• [Goals]:
[1] In the probability thread, rewrite the stretch from "(edit) P(B’) means" through "Hopefully this helps.", swapping "happening" for "occurring".
[2] According to the reply in the probability thread, what is the value of P(A|B)?

• [Extract to read]:
I am trying to solve this question where I have to find P(A|B) given, $P(A) = p$ and, $P(B|A) = P(B’|A’) = 1-p$
Since, I don’t have P(B), direct Bayes theorem isn’t applicable but I have this hunch that the equality between the conditional probabilities can somehow be used to prove that events are independent and thus the answer comes out to p, but that’s just a hunch.
(edit) P(B’) means probability of B not happening. Same for A
According to the given information, one has that \begin{align*} \textbf{P}(B|A) = \textbf{P}(B^{c}|A^{c}) = 1 - p & \Longleftrightarrow \frac{\textbf{P}(A\cap B)}{\textbf{P}(A)} = \frac{\textbf{P}(A^{c}\cap B^{c})}{\textbf{P}(A^{c})} = 1-p\\\\ & \Longleftrightarrow \frac{\textbf{P}(A\cap B)}{p} = \frac{1 - \textbf{P}(A\cup B)}{1 - p} = 1 - p \end{align*}
Thus we conclude that \begin{align*} \begin{cases} \textbf{P}(A\cap B) = p(1-p)\\\\ \textbf{P}(A\cup B) = 2p - p^{2} \end{cases} & \Longrightarrow \textbf{P}(A) + \textbf{P}(B) - \textbf{P}(A\cap B) = p + \textbf{P}(B) - p(1-p) = 2p - p^{2}\\\\ & \Longrightarrow \textbf{P}(B) = 2p(1 - p) \Longrightarrow \textbf{P}(A|B) = \frac{\textbf{P}(A\cap B)}{\textbf{P}(B)} = \frac{p(1-p)}{2p(1-p)} = \frac{1}{2} \end{align*} and we are done.
Hopefully this helps.

• [Given information]:
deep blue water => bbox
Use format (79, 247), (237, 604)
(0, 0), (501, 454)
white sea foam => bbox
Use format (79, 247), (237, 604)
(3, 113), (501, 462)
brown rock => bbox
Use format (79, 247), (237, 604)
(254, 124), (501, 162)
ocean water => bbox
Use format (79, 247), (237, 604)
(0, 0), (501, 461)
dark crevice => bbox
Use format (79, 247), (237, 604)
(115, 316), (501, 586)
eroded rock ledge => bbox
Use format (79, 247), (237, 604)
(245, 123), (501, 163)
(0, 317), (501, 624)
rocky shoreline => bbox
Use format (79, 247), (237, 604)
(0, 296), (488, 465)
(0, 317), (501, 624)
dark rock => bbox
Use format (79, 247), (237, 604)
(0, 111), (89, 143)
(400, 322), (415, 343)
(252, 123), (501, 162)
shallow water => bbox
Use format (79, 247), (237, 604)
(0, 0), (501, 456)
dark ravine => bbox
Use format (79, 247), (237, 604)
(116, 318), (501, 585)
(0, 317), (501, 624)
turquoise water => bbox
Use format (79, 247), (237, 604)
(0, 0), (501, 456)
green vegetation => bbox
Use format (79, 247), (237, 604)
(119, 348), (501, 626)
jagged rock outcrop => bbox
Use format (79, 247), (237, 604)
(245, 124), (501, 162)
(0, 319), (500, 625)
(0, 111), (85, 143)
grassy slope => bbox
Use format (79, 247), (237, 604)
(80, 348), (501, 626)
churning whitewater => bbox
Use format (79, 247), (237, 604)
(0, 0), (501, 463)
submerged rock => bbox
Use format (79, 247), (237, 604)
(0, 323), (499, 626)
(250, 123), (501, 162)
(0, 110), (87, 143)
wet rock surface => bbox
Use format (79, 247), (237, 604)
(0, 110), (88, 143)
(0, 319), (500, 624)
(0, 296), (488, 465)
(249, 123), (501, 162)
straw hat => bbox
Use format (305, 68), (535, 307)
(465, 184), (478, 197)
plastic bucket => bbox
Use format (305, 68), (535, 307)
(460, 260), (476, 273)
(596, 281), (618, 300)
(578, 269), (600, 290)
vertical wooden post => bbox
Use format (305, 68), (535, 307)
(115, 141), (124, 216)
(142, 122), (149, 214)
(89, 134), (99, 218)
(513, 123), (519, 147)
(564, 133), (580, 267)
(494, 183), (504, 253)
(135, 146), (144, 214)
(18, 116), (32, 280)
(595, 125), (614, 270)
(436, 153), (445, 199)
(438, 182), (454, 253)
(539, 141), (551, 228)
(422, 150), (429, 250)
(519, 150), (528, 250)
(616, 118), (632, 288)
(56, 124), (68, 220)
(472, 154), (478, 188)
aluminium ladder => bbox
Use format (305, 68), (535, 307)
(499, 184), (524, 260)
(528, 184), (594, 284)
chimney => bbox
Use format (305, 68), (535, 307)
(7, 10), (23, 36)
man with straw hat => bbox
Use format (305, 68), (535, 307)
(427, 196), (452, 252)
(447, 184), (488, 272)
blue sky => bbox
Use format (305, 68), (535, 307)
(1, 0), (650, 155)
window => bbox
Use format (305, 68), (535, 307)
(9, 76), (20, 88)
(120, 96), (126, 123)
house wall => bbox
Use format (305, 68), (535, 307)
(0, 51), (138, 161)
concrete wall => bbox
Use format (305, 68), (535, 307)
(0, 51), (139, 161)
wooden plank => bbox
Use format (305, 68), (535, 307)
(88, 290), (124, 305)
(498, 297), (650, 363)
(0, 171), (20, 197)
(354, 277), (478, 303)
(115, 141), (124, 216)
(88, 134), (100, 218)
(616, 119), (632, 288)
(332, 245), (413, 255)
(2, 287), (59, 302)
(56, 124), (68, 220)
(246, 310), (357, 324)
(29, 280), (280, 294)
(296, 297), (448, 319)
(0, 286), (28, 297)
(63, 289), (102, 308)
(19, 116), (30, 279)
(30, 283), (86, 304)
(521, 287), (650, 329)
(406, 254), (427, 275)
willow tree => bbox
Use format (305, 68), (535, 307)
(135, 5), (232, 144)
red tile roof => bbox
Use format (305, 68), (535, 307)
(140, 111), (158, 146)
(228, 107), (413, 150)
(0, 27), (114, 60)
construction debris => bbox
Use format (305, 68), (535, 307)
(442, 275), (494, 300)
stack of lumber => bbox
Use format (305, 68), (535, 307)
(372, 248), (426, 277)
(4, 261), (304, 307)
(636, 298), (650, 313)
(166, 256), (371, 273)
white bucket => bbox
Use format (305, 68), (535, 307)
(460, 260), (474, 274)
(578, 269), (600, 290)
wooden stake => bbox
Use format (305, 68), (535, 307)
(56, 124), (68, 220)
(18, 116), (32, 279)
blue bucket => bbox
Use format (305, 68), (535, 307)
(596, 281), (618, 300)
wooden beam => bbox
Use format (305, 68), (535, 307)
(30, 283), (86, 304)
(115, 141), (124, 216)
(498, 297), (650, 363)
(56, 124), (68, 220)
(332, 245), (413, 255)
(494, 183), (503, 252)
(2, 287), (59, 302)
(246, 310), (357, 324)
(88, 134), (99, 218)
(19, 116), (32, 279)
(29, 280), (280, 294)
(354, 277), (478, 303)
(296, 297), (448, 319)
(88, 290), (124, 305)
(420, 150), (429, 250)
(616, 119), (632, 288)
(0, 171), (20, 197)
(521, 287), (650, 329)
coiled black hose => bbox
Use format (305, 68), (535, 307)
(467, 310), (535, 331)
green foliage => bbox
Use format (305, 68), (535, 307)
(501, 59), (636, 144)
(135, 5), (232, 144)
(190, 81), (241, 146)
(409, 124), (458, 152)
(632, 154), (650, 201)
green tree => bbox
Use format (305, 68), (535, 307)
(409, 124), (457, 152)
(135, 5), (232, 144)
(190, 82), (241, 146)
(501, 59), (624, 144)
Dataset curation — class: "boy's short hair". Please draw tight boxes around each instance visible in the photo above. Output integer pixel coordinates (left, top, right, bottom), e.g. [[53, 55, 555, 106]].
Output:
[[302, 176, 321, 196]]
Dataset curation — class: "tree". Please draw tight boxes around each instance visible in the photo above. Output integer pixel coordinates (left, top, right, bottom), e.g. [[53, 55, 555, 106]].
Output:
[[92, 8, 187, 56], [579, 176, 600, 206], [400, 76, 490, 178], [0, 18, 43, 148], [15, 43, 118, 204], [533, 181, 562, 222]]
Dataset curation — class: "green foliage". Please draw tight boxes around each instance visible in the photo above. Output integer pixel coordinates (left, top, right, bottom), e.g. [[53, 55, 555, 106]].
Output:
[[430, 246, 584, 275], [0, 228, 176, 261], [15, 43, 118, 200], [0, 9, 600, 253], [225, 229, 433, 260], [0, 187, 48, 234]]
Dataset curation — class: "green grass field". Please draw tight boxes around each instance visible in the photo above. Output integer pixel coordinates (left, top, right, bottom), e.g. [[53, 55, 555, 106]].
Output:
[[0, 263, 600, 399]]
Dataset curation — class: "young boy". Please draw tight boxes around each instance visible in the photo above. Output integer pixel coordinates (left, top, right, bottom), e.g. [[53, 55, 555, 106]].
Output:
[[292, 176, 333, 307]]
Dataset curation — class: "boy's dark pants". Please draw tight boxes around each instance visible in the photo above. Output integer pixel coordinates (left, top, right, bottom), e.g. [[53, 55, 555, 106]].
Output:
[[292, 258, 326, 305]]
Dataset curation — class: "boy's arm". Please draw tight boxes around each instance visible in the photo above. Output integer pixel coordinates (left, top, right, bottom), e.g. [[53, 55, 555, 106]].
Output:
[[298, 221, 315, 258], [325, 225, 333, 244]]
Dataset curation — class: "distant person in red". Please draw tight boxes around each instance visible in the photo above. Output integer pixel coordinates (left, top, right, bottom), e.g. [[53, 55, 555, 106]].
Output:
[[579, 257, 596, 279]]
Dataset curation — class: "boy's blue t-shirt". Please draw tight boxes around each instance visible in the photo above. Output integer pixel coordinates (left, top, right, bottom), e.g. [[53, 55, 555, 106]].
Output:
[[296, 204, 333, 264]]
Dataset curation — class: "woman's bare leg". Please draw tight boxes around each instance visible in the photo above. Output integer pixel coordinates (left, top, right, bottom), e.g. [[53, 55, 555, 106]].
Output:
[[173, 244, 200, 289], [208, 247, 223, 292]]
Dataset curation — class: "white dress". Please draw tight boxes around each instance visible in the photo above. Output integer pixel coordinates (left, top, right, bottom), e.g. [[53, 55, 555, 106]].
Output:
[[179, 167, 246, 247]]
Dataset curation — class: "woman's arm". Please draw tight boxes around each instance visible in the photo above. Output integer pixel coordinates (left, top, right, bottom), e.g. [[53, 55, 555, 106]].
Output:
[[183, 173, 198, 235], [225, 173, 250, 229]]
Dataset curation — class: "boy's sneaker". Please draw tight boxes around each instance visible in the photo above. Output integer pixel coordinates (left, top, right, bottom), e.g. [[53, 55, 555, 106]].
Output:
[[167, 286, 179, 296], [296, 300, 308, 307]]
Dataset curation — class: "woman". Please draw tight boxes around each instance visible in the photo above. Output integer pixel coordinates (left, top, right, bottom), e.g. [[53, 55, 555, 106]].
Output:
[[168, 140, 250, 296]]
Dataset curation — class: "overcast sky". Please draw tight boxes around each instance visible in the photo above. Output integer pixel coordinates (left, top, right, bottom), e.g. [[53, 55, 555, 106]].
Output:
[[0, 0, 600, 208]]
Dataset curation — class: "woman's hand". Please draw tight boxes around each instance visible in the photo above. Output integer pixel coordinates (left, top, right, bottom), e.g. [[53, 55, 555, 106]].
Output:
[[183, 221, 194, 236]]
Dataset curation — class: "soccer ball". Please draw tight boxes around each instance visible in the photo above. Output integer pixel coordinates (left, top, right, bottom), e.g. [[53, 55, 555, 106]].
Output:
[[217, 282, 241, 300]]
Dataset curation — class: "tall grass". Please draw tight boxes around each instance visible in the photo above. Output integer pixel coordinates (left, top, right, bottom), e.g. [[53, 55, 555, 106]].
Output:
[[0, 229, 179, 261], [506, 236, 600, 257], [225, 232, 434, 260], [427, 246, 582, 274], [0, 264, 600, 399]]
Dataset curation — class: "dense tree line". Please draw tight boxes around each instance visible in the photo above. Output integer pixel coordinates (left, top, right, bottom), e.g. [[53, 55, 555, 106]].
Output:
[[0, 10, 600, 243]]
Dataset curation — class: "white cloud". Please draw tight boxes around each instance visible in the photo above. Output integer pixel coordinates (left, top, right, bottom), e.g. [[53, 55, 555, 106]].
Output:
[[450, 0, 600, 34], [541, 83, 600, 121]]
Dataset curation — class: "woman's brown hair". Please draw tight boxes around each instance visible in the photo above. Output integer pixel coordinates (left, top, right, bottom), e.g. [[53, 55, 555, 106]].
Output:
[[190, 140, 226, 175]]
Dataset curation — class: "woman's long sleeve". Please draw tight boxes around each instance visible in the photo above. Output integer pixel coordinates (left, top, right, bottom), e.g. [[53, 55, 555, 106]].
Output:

• [Solutions per task]:
[1]
(edit) P(B’) means probability of B not occurring. Same for A
According to the given information, one has that \begin{align*} \textbf{P}(B|A) = \textbf{P}(B^{c}|A^{c}) = 1 - p & \Longleftrightarrow \frac{\textbf{P}(A\cap B)}{\textbf{P}(A)} = \frac{\textbf{P}(A^{c}\cap B^{c})}{\textbf{P}(A^{c})} = 1-p\\\\ & \Longleftrightarrow \frac{\textbf{P}(A\cap B)}{p} = \frac{1 - \textbf{P}(A\cup B)}{1 - p} = 1 - p \end{align*}
Thus we conclude that \begin{align*} \begin{cases} \textbf{P}(A\cap B) = p(1-p)\\\\ \textbf{P}(A\cup B) = 2p - p^{2} \end{cases} & \Longrightarrow \textbf{P}(A) + \textbf{P}(B) - \textbf{P}(A\cap B) = p + \textbf{P}(B) - p(1-p) = 2p - p^{2}\\\\ & \Longrightarrow \textbf{P}(B) = 2p(1 - p) \Longrightarrow \textbf{P}(A|B) = \frac{\textbf{P}(A\cap B)}{\textbf{P}(B)} = \frac{p(1-p)}{2p(1-p)} = \frac{1}{2} \end{align*} and we are done.
Hopefully this helps.

[2] P(A|B) equals 1/2.